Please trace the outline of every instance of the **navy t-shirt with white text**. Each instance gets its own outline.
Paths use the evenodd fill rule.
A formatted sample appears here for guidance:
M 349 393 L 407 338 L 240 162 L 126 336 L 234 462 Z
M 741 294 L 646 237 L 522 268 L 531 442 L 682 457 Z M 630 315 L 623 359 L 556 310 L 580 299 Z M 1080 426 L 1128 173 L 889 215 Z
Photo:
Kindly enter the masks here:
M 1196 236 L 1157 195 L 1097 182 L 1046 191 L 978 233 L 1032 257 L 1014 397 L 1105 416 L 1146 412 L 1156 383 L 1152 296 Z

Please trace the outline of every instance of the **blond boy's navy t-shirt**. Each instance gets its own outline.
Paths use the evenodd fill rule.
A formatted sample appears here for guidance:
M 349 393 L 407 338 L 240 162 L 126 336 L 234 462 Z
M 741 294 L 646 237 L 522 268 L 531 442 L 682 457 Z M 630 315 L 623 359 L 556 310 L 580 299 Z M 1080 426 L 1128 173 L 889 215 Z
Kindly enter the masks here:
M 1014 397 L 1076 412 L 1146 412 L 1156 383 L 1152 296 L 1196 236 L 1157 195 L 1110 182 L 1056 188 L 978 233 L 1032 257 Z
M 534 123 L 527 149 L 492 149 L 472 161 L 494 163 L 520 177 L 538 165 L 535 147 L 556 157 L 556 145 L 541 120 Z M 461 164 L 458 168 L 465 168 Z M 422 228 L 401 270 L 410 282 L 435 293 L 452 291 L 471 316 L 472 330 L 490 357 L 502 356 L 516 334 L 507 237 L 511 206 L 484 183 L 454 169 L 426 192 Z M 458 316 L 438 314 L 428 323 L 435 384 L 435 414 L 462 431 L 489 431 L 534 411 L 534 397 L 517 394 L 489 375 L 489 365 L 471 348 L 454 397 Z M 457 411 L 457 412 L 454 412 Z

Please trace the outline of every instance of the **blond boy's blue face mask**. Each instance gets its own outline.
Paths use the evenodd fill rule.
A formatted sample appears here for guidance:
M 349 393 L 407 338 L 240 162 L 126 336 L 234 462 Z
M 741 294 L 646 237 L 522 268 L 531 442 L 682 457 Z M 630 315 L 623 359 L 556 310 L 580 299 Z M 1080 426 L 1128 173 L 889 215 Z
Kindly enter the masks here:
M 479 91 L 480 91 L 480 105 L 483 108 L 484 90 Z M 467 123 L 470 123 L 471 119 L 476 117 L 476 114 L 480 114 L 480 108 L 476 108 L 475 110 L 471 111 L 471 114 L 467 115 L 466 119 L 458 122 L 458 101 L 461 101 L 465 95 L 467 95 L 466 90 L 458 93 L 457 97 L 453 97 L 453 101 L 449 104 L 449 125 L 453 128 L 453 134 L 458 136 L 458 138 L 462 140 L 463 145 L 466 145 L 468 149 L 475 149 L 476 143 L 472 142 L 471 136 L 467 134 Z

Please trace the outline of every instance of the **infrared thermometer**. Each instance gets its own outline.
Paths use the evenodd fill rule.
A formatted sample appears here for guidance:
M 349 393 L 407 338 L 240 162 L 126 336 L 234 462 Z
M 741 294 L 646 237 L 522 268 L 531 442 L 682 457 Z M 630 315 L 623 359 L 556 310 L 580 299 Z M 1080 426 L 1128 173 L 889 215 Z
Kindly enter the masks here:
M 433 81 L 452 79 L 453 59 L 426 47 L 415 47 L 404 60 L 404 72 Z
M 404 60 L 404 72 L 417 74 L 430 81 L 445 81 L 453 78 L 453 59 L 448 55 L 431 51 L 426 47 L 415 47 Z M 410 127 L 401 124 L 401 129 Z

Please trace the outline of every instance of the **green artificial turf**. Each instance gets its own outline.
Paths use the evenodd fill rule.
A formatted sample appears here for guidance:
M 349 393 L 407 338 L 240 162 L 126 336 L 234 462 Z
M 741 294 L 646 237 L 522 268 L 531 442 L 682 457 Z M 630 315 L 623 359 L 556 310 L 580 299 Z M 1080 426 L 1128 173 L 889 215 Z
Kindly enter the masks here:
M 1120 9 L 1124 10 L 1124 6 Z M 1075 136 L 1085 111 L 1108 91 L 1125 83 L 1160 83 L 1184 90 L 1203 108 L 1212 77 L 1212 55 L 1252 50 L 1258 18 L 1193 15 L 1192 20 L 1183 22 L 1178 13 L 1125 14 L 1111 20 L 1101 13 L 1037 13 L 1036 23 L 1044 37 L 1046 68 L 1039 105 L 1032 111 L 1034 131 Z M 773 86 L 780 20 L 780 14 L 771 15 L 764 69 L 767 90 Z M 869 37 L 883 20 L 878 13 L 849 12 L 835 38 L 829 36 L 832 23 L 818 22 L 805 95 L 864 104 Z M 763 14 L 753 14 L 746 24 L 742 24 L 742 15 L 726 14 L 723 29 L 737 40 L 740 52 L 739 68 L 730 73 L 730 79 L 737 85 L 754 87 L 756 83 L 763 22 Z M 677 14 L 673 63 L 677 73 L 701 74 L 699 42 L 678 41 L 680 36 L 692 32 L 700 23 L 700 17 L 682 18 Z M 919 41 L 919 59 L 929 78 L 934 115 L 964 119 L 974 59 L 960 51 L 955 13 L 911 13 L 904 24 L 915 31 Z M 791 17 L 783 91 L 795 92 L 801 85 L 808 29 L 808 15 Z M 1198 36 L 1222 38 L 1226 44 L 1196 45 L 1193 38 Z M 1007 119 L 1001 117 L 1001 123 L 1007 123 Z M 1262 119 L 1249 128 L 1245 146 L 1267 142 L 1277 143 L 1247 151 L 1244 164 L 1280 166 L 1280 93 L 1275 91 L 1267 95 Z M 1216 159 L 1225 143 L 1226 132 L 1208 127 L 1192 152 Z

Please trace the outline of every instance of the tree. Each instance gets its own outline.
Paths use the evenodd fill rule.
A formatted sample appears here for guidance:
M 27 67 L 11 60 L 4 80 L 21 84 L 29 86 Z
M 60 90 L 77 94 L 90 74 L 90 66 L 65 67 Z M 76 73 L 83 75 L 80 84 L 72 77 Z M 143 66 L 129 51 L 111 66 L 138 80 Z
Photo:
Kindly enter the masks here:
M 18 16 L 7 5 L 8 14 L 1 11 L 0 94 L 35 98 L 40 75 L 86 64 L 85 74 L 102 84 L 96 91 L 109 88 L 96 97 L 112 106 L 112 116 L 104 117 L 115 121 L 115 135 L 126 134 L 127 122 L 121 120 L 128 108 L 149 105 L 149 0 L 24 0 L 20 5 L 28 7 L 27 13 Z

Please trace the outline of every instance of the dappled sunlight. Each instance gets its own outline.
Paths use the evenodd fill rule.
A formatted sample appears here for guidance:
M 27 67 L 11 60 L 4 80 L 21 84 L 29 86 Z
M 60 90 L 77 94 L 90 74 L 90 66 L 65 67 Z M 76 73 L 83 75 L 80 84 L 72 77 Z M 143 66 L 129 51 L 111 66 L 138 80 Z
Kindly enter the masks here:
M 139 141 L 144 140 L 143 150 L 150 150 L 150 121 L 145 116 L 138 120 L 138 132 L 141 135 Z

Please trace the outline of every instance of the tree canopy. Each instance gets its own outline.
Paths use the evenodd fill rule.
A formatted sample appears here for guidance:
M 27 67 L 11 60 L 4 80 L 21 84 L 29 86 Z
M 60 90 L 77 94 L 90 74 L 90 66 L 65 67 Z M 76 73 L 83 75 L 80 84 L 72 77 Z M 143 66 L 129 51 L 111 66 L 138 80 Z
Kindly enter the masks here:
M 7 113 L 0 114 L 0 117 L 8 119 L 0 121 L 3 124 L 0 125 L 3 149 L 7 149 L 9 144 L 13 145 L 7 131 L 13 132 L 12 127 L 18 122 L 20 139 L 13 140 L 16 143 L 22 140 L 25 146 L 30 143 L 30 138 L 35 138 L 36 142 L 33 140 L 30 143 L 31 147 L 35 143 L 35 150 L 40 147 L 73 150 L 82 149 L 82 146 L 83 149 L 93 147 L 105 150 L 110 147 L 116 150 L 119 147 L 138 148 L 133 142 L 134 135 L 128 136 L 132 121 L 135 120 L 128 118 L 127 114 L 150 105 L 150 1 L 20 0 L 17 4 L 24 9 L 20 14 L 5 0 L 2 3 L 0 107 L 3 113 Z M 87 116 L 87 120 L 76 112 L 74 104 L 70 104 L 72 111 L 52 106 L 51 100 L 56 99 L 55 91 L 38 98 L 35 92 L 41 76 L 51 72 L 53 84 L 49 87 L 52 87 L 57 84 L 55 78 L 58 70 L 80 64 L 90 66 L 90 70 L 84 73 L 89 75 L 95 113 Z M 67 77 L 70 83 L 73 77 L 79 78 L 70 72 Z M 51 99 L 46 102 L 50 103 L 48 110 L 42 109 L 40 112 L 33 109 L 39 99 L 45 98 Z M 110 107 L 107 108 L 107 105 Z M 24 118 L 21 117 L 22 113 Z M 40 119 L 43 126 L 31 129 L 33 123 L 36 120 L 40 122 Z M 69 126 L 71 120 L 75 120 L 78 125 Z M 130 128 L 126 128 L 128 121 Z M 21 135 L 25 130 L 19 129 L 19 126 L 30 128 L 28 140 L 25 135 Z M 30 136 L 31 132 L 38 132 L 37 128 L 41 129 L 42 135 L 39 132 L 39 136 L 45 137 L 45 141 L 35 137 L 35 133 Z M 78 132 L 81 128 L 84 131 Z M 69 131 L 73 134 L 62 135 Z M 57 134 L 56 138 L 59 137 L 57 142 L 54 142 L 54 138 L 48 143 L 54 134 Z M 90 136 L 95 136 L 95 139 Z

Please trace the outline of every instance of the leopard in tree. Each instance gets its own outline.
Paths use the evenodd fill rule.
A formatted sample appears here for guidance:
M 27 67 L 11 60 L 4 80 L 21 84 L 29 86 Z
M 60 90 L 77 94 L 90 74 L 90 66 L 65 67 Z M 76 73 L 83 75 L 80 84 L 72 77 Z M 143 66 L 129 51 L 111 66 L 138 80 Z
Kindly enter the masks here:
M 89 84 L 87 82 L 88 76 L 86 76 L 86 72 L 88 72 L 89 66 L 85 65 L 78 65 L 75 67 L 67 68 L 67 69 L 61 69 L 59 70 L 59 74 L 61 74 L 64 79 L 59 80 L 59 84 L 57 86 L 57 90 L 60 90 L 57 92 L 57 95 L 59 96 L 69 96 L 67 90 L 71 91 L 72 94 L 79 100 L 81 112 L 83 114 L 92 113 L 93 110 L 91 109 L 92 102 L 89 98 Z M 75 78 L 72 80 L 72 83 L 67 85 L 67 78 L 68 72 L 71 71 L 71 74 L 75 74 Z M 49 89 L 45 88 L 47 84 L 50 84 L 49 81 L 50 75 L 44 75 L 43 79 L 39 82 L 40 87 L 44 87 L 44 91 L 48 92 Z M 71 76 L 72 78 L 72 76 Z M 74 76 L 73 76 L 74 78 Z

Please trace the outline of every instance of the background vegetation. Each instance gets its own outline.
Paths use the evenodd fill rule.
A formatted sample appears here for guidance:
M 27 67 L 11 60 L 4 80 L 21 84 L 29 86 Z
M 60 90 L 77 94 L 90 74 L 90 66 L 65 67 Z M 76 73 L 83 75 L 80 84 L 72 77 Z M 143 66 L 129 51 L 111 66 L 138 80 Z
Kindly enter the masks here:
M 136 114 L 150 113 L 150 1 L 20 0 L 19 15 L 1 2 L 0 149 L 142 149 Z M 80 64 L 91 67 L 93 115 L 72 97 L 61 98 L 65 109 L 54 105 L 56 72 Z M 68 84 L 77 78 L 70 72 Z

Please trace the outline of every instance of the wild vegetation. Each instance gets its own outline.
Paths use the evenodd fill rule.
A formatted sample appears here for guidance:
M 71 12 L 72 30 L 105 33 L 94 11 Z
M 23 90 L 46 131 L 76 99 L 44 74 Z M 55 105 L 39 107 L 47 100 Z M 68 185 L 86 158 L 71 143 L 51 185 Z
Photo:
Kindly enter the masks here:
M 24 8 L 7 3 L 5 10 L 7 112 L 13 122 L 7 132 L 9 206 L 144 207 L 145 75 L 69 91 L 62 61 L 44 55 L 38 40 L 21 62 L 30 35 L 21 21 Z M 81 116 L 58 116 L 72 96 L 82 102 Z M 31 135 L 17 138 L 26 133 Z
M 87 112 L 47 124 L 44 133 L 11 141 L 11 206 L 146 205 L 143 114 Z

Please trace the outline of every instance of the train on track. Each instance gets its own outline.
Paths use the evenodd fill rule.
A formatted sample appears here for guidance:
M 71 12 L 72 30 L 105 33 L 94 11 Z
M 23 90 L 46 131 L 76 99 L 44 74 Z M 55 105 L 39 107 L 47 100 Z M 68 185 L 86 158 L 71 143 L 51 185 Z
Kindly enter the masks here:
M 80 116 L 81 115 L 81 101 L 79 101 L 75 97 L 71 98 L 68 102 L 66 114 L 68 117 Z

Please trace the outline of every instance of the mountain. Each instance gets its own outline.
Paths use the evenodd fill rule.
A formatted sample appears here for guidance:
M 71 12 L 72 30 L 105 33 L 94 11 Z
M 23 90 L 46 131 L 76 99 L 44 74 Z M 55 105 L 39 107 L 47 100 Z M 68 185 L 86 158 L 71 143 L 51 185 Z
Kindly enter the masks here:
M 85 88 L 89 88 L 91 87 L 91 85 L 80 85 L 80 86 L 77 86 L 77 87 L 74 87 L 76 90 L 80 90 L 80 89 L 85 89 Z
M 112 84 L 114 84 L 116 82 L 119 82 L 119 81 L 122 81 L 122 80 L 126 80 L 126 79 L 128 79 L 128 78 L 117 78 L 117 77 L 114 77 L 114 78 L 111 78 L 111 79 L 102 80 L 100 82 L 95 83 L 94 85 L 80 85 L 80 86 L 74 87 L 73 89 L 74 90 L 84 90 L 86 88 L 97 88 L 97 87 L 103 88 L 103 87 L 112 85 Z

--------------------------------------------------

» **Written task**
Pick out every line above that contains the string "blond", matching case exactly, and copy each such line in full.

» **Full output**
Please trace the outline of every instance of the **blond boy's navy t-shirt**. Each instance gets its own outline.
Please trace the outline of every instance of the **blond boy's blue face mask**. Each instance gets its own outline.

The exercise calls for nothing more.